#### PROBLEM
Transcribe the listing that follows in full, omitting pictures.

** BEGIN DATA IN THIS EXERCISE **

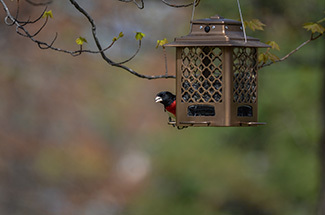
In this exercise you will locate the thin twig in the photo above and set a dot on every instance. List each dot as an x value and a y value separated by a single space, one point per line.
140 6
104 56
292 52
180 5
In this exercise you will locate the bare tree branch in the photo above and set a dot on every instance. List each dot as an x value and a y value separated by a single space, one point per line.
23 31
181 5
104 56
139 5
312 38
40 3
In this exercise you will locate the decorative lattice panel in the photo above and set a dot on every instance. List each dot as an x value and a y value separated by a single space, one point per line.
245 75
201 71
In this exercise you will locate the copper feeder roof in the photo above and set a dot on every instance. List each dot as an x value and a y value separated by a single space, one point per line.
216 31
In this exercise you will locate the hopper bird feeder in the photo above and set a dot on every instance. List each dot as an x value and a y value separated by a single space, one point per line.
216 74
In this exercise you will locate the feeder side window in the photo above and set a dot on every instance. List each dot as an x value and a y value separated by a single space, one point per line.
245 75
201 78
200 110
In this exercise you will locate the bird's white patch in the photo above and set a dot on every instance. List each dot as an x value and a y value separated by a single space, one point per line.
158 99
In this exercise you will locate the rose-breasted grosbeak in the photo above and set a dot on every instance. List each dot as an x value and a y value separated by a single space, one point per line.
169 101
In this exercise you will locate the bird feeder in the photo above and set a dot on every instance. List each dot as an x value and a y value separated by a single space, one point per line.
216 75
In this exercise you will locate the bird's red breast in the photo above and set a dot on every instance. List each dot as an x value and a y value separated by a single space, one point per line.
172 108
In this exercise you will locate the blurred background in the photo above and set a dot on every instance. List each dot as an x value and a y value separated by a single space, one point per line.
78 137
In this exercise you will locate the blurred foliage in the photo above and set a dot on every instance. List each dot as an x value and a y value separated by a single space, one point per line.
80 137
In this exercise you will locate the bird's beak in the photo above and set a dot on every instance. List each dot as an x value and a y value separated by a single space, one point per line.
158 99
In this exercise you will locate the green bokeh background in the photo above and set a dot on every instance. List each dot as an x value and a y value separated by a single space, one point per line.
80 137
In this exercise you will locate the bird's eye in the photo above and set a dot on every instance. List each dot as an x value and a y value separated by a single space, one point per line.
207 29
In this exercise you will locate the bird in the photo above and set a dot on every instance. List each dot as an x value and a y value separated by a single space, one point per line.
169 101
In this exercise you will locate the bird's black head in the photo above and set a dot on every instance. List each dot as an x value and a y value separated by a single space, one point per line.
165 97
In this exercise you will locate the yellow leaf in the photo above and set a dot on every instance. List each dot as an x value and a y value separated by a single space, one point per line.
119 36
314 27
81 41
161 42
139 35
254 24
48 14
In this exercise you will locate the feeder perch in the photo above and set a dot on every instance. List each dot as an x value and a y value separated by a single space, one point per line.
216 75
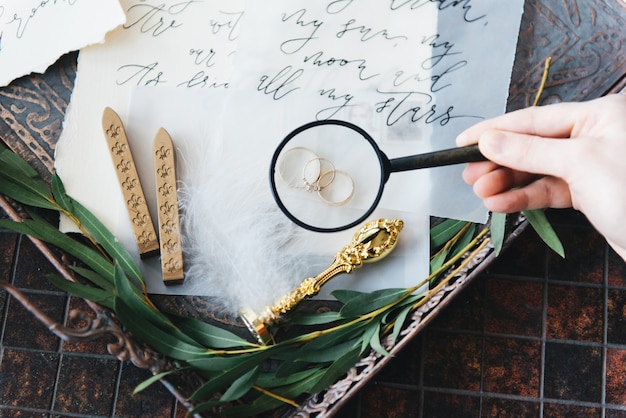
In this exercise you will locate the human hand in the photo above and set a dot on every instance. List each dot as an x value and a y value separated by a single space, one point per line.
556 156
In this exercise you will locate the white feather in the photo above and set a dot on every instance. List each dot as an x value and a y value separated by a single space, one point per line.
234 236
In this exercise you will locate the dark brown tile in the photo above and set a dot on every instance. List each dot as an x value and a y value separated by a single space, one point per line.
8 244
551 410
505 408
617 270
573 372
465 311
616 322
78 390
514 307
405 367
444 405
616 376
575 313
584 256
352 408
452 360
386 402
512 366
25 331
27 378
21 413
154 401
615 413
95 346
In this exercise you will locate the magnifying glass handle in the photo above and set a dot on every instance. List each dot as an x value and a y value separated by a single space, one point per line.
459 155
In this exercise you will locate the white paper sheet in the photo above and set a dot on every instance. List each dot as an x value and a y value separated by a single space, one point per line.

** END DATA IN THIS EXERCISE **

#### RESULT
In this exercise you will locate the thin twig in the photo above and set a dot on every instance. List each dot as an x value and a y value separated by a single space, one point per line.
140 6
104 56
292 52
180 5
In this exercise you will locate the bare tree branch in the photo above and set a dot on every instance. List each dot as an x value and a y value separated by a single space, one point per line.
23 31
181 5
104 56
139 5
312 38
40 3
In this exercise you will locate the decorative lattice panel in the photo above and set a dot on every instance. List each dot as an x value and a y value separated by a single space, one point per line.
245 75
201 71
In this exercise you will locate the copper feeder roof in the photo above and set a dot on every instance. List each dot as an x value and a y value separated by a single space, one point per line.
216 31
In this exercise you will locate the hopper bird feeder in the photo above and set a dot on every instance. List each dot as an x value and a y value separated by a single space, one point per line.
216 74
In this exercise you will locate the feeder side window in the photo above and set a dot on every instance. List each dot as an x value and a y value separated by a single space, one point per line.
245 75
201 78
200 110
In this exercise you will locate the bird's white patch in the photo above and set a dot on every instance. List each dot as an x value and a y value separated by a single space, one point per line.
158 99
In this exercise you will locate the rose-breasted grosbeak in the photo above and set a dot on every instance. List each dot as an x value and a y value separated by a single space, one point per line.
169 101
In this exercise you will locate the bird feeder in the photo above and set a dot on every instance. List each dot as an x value and a y value separated by a single space, one point per line.
216 75
In this exercise you will locate the bird's red breast in the photo above and set a dot on every instance. List each dot as an x value and a y value separated by a single space, one point per line.
172 108
In this exercise you will locate the blurred background in the photo above and set a dot on every instance. List each dot as an x value and a y value separated by a single space, one point per line.
78 137
In this exercise you will locate the blurred foliage in the photo above and set a dot on every instance. List each dot as an x value and a y value separated by a single space, one point per line.
80 137
In this exercise you will locate the bird's beak in the photo above and set a dot on every instance. List each dot as an x value and a y value separated by a single space, one point per line.
158 99
In this exercise you will locate the green bokeh background in the photo above and set a dot on every instance. List each dot as an x value and a y value separated by a single space, one point per line.
80 137
In this exercise you will locate the bird's eye in the photo above and set a dot on every instance. List each dot as an x value and a y value separated by a single space, one point per line.
207 29
In this exercise you will locate the bird in the photo above and set a dot on every instance. List each dot as an x value and a y value separated by a single space, one point per line.
169 101
In this exercise you will locate the bird's black head in the photo above and set a dot on every instance. List each dot as an x value and a y value separated by a single space, one point per line.
165 97
In this exercise you will locate the yellow leaf in the photo above and set a dot on every instance. List each dot as an x value and a y value separated by a single space, one point per line.
119 36
314 27
81 41
161 42
139 35
254 24
48 14
In this exercise you will locate the feeder perch in the photo above and set a dot on every instance. List each dot as an x value and a y value separated by a single space, one point per line.
216 75
In this exercise you will locate the human hand in the photo above and set a dot on every instance. List each dot as an x value and a y value separated by a single space, one point per line.
556 156
In this exercise you will locate the white feather in the photo above and set a dot on every instance. List each dot as an x value and a y value separated by a single space, one point per line.
234 236
In this exercise you will locate the dark brown tile in the photo above and set a dot on every instance. List each dot as an x value and a y value separated by a single space, one point per line.
8 244
551 410
505 408
617 270
573 372
465 311
616 322
78 390
514 307
405 367
444 405
616 376
575 313
584 256
352 408
452 360
386 402
512 366
25 331
27 378
21 413
154 401
615 413
95 346
In this exercise you will locate the magnifying glass handle in the photo above and set a dot on every instance. List each dot as an x value and a y value separated by a single space, one point per line.
459 155
In this exercise you will locate the white paper sheet in the photo above and set a dot on every instance. List each dot as an x value and a y value separated by a single space, one point per line.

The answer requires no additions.